§ **SHORT EXERCISE**:
Copy the items below word for word, starting with the line containing "path in the frame above." and going on through the line containing "0,0 -> 900,475". Give only those lines.

## Begin PROVIDED INFORMATION

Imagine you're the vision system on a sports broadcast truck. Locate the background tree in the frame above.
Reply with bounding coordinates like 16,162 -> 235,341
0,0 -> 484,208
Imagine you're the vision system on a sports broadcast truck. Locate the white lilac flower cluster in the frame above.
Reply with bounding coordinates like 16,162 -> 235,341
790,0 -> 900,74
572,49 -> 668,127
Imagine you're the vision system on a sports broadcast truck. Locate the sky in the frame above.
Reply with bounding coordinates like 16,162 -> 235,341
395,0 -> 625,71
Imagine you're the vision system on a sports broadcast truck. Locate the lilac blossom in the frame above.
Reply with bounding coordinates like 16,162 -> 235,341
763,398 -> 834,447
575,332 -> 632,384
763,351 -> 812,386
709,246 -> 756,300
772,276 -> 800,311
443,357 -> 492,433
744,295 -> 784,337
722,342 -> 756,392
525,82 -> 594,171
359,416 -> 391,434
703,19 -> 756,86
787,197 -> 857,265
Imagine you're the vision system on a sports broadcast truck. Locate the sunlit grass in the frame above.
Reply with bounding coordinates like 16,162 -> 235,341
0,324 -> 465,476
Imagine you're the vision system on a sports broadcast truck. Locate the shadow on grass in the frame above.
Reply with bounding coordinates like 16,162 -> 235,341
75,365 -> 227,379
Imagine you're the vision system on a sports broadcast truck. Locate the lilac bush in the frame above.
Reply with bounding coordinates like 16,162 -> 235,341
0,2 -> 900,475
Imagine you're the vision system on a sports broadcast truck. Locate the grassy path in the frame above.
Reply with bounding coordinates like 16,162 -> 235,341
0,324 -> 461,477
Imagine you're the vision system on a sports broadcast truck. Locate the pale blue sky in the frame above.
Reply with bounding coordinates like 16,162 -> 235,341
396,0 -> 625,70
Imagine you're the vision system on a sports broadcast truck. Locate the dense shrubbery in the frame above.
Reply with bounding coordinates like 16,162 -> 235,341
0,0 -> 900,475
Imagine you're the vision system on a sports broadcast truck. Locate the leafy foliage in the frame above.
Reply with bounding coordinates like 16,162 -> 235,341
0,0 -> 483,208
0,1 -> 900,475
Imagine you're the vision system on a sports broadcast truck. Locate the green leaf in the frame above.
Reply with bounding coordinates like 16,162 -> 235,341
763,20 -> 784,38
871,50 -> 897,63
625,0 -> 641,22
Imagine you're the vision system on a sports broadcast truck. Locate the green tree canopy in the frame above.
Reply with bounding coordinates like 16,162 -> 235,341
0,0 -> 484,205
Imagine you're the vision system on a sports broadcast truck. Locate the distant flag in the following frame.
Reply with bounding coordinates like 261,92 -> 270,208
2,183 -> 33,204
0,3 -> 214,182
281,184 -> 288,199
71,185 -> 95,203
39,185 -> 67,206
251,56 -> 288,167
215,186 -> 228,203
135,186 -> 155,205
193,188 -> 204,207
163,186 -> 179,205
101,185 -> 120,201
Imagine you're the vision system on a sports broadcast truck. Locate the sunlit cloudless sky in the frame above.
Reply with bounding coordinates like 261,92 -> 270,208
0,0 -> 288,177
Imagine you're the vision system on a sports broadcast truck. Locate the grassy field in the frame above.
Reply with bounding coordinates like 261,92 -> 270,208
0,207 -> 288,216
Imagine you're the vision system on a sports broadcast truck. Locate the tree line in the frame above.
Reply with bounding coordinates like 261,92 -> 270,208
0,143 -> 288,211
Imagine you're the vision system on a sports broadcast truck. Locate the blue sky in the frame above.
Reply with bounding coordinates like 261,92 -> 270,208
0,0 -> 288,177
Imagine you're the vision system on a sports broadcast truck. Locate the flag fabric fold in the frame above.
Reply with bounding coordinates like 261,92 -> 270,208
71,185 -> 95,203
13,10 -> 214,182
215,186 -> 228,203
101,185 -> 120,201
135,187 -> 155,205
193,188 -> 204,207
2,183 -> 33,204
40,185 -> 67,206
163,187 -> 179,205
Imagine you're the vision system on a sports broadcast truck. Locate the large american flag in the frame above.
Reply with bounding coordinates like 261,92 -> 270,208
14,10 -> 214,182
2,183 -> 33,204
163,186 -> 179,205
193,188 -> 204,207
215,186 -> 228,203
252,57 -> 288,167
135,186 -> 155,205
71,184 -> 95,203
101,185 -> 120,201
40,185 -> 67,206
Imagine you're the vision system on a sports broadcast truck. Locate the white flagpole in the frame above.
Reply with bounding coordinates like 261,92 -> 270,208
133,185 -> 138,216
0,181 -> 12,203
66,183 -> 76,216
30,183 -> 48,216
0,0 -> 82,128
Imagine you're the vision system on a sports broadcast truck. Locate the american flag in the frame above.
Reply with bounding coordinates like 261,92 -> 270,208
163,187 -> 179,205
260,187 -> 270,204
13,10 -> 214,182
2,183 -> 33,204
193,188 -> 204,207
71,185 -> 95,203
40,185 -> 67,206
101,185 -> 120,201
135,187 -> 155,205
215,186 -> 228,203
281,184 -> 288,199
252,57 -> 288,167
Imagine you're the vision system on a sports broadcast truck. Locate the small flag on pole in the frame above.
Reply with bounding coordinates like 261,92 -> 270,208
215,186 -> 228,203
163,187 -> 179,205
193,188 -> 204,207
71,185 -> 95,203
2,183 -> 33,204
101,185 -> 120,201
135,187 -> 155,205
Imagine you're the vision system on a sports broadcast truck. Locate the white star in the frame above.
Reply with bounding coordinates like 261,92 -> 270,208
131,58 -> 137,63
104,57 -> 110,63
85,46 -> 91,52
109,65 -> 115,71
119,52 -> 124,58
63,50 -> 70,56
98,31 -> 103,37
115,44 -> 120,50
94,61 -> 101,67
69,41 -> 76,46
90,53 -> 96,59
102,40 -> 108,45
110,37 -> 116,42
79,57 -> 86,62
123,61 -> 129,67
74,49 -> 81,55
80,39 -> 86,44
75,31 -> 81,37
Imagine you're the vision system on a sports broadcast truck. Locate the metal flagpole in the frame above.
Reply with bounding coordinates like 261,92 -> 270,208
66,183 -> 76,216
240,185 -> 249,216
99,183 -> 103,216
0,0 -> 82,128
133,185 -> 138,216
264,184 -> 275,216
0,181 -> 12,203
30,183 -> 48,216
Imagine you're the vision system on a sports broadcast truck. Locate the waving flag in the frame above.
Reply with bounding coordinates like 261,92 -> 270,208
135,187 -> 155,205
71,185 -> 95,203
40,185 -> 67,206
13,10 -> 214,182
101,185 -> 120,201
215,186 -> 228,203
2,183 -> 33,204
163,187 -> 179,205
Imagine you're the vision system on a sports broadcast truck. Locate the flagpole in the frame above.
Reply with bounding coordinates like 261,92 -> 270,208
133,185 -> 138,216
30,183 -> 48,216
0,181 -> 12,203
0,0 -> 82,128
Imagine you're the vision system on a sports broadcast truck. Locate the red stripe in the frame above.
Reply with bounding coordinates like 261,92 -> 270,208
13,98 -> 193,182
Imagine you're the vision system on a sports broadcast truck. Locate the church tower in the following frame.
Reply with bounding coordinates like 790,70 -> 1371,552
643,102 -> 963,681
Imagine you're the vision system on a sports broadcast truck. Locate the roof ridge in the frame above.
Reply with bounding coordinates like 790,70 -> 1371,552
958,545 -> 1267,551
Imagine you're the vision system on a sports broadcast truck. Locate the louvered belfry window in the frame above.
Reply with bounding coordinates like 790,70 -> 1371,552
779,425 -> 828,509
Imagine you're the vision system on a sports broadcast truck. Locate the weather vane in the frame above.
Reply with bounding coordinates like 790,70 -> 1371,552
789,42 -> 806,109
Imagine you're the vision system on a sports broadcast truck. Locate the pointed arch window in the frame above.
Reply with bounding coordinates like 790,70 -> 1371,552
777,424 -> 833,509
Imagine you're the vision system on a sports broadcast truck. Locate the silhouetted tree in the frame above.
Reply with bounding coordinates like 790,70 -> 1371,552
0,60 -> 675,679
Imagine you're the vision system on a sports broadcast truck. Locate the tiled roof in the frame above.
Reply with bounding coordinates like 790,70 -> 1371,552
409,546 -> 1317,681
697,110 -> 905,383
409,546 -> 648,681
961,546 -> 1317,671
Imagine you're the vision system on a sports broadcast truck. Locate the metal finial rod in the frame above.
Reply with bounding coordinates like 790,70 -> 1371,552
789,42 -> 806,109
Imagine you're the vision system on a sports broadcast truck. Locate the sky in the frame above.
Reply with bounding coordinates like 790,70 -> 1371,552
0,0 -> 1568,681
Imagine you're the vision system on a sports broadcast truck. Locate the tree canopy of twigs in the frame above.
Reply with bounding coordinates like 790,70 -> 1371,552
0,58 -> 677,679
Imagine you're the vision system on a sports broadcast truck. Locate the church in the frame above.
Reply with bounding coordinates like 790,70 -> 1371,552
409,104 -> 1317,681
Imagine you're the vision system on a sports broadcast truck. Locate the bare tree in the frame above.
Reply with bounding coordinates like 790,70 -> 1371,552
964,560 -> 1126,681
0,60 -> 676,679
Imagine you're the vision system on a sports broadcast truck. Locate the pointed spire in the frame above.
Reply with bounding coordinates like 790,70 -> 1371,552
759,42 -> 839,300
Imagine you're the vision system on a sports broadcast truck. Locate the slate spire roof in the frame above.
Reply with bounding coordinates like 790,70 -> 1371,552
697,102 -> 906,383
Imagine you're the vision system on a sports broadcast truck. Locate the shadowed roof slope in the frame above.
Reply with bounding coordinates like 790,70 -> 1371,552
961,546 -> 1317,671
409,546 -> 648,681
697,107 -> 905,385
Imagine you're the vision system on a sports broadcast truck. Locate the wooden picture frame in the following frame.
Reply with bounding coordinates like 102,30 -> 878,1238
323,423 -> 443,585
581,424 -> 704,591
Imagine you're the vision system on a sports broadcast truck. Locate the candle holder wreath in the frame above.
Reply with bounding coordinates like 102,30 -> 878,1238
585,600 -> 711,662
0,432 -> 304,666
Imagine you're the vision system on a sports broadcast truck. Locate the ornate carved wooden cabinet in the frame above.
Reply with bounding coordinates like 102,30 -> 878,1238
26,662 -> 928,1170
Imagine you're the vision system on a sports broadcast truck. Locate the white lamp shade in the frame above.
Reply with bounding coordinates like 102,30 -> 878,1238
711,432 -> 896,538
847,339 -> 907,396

## End PROVIDED INFORMATION

§ **SOLUTION TO THIS EXERCISE**:
Imagine you're the vision system on a sports broadcast truck. Locate the grassy path in the frame above.
Reply with bounding coordinates like 16,162 -> 235,341
0,324 -> 461,477
Imagine you're the vision system on a sports broadcast truck. Locate the pale blue sky in the frame above.
Reply with bounding coordinates like 16,162 -> 235,341
396,0 -> 625,70
Imagine you're the vision system on a sports broadcast truck. Locate the dense shrubbery in the frame above.
Reply with bounding coordinates like 16,162 -> 235,341
0,0 -> 900,475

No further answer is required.